### Exercise prompt
Would you please write out each entry that follows, exactly as written?

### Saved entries
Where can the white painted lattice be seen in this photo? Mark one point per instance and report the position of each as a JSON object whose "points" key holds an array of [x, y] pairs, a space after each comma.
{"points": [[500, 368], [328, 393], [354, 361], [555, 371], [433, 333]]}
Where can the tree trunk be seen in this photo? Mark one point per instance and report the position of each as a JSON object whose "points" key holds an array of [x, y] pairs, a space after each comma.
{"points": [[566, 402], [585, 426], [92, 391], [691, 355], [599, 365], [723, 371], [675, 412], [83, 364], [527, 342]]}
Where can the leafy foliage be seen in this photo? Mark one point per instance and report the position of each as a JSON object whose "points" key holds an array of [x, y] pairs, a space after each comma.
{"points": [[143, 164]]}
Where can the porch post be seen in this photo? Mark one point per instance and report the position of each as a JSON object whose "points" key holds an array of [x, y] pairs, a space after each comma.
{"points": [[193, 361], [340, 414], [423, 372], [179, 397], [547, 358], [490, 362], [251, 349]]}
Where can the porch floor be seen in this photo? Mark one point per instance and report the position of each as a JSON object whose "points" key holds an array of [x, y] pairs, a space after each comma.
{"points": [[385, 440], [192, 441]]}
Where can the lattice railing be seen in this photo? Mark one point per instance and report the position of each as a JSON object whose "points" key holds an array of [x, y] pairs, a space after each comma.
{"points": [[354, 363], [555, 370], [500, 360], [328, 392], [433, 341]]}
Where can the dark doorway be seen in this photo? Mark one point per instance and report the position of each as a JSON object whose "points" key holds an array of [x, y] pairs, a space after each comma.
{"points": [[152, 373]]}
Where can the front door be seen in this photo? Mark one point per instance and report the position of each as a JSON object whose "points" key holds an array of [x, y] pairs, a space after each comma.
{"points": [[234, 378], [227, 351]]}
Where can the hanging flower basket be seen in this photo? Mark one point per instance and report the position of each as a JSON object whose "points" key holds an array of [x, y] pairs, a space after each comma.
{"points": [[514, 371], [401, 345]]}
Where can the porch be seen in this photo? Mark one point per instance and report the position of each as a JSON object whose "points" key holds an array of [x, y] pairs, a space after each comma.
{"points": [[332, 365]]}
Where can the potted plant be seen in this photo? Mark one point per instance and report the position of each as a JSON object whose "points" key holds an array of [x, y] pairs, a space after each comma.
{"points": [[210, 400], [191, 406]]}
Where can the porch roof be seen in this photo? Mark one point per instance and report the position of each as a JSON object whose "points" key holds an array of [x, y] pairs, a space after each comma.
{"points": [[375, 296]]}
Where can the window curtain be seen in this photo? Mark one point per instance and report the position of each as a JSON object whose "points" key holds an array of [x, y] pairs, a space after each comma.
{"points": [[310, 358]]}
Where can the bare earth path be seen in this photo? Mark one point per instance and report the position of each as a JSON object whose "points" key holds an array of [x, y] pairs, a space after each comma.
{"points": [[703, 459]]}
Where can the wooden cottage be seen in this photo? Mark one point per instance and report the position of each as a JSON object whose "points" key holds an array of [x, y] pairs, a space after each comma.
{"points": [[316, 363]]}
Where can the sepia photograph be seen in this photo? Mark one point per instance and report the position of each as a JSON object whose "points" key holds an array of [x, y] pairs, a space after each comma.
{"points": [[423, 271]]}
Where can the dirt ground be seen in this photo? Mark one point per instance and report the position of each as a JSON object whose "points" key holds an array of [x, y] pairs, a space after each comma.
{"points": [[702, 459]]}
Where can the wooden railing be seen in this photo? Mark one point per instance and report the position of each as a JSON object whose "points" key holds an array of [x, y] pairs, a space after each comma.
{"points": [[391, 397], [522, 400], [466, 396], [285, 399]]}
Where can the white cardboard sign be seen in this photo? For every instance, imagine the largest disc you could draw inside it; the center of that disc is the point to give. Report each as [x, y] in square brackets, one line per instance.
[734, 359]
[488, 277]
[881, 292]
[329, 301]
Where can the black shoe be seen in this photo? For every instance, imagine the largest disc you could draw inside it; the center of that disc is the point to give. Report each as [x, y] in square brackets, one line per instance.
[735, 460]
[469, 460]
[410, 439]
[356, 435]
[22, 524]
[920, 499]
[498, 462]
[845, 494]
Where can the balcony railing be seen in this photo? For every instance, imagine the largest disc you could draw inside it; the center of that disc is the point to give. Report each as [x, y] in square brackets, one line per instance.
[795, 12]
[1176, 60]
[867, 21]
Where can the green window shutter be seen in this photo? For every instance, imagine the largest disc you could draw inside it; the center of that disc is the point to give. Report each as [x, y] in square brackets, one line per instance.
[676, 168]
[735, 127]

### Problem solution
Where can the white painted lattice be seen in this photo? Mark one point per instance and report the position of each as a JSON object whose "points" key holds an array of [x, y] pairs, a space after each comma.
{"points": [[500, 368], [328, 393], [354, 361], [555, 371], [433, 333]]}
Where can the tree trunk be seen in this photo? Mark one point per instance and report the position of each as a JSON object whose "points" key holds an array of [x, y] pairs, a space after each comma.
{"points": [[566, 402], [585, 426], [92, 391], [691, 355], [599, 365], [723, 371], [675, 412], [83, 364], [527, 342]]}
Where can the leafy foliage be seen in this photo? Mark one point per instance and report the position of each as a JSON object whose "points" key holds an array of [x, y] pairs, a space after each comma.
{"points": [[143, 164]]}
Where can the porch post be seen in this photo? Mark one point per instance and report the position of each as a JSON object whose "points" key holds an array of [x, y] pairs, a space after each comma.
{"points": [[193, 361], [340, 414], [423, 372], [179, 397], [547, 358], [490, 362], [251, 349]]}
Where can the porch floor be seen in this photo? Mark one point per instance and report the position of each as a JSON object whose "points" key holds an array of [x, y] pairs, a space after each comma.
{"points": [[385, 440], [192, 441]]}
Where can the lattice railing be seen in this photo? Mark one point per instance and report the position of each as a JSON object whose "points" key holds an array of [x, y] pairs, a space after each comma.
{"points": [[354, 363], [555, 370], [500, 360], [328, 392], [433, 341]]}
Where can the dark doorway be seen in this photo? Mark one point per instance and report the position of each as a JSON object whose "points" key holds an array of [x, y] pairs, a space after each comma.
{"points": [[152, 373]]}
Where can the front door be seen in this photo? Mark one point per instance and report the position of each as a JSON object whose "points" key holds an array of [x, y] pairs, a space after each comma.
{"points": [[234, 378], [227, 351]]}
Where can the hanging flower basket be seen in this photo? Mark one point per instance and report the position of each as a JSON object whose "points" key holds an array of [x, y] pairs, a space after each comma.
{"points": [[514, 371], [401, 345]]}
Where can the porch be seen in this photo? Mark one point per instance and report the position of each as a JSON object whose "points" key holds an array of [x, y] pairs, a space after each comma.
{"points": [[332, 365]]}
Where can the potted plant be seen in this photo? Mark one point per instance and report the position of each as a JSON object whose "points" key holds an array of [x, y] pairs, a space after each comma.
{"points": [[210, 400], [191, 406]]}
Where can the porch roof be seen in this photo? Mark one point per instance and report the position of each as a JSON object whose "points" key holds an array of [x, y] pairs, a space after each comma.
{"points": [[375, 296]]}
Where can the window curtain be seen in this photo? Mark one point per instance and report the position of each as a JSON object whose "points" key holds an array of [x, y] pairs, a space after each comma.
{"points": [[310, 358]]}
Where can the bare earth path be seen in this photo? Mark one point per instance and report the position of each as a JSON object whose "points" key holds an array of [x, y] pairs, a space after each comma.
{"points": [[703, 459]]}
Where can the wooden cottage be seen in this photo? Mark one point per instance and report the position of each as a JSON object whose "points" key holds an array of [x, y] pairs, a space after each comma.
{"points": [[316, 363]]}
Where can the sepia photograph be seen in this photo? Mark one point per instance and report the position of each as a JSON object whose "points" key holds an array of [x, y] pairs, a space after each comma.
{"points": [[423, 271]]}
Where can the dirt ground be seen in this photo? Mark one point per instance and report the position of each as a JSON object whose "points" key holds an array of [x, y] pairs, a space after each comma.
{"points": [[702, 459]]}
Where can the wooden railing be seen in this photo? Mark one point per instance and report the position of each as a JSON object whose "points" key holds an array of [x, y] pairs, a space after each comma.
{"points": [[391, 397], [522, 400], [466, 396], [285, 399]]}
Where can the white cardboard sign be seen in this photo? For every instance, imagine the largest disc you could draw inside it; the center of that disc is the point to give. Report each as [x, y] in square brackets, one line per instance.
[734, 359]
[488, 277]
[881, 292]
[329, 301]
Where can the black shoe be seen in this photo? For every instance, imagine the largest disc you could draw inside it; the center of that disc is the point to give. Report each as [x, y] in square brackets, one line per instance.
[735, 460]
[469, 460]
[410, 439]
[356, 435]
[22, 524]
[920, 499]
[498, 462]
[845, 494]
Where can the balcony railing be seen in this photo? For every instance, imagine the largest disc you could draw inside it; the center of that disc is the point to give. Report each as [x, y] in square brackets, one line per instance.
[795, 12]
[1176, 60]
[867, 21]
Where can the green window shutter be seen in this photo? For every instance, imagine the largest disc you could draw inside it; the center of that disc is the point to give. Report each as [x, y] in square brackets, one line per instance.
[676, 168]
[735, 127]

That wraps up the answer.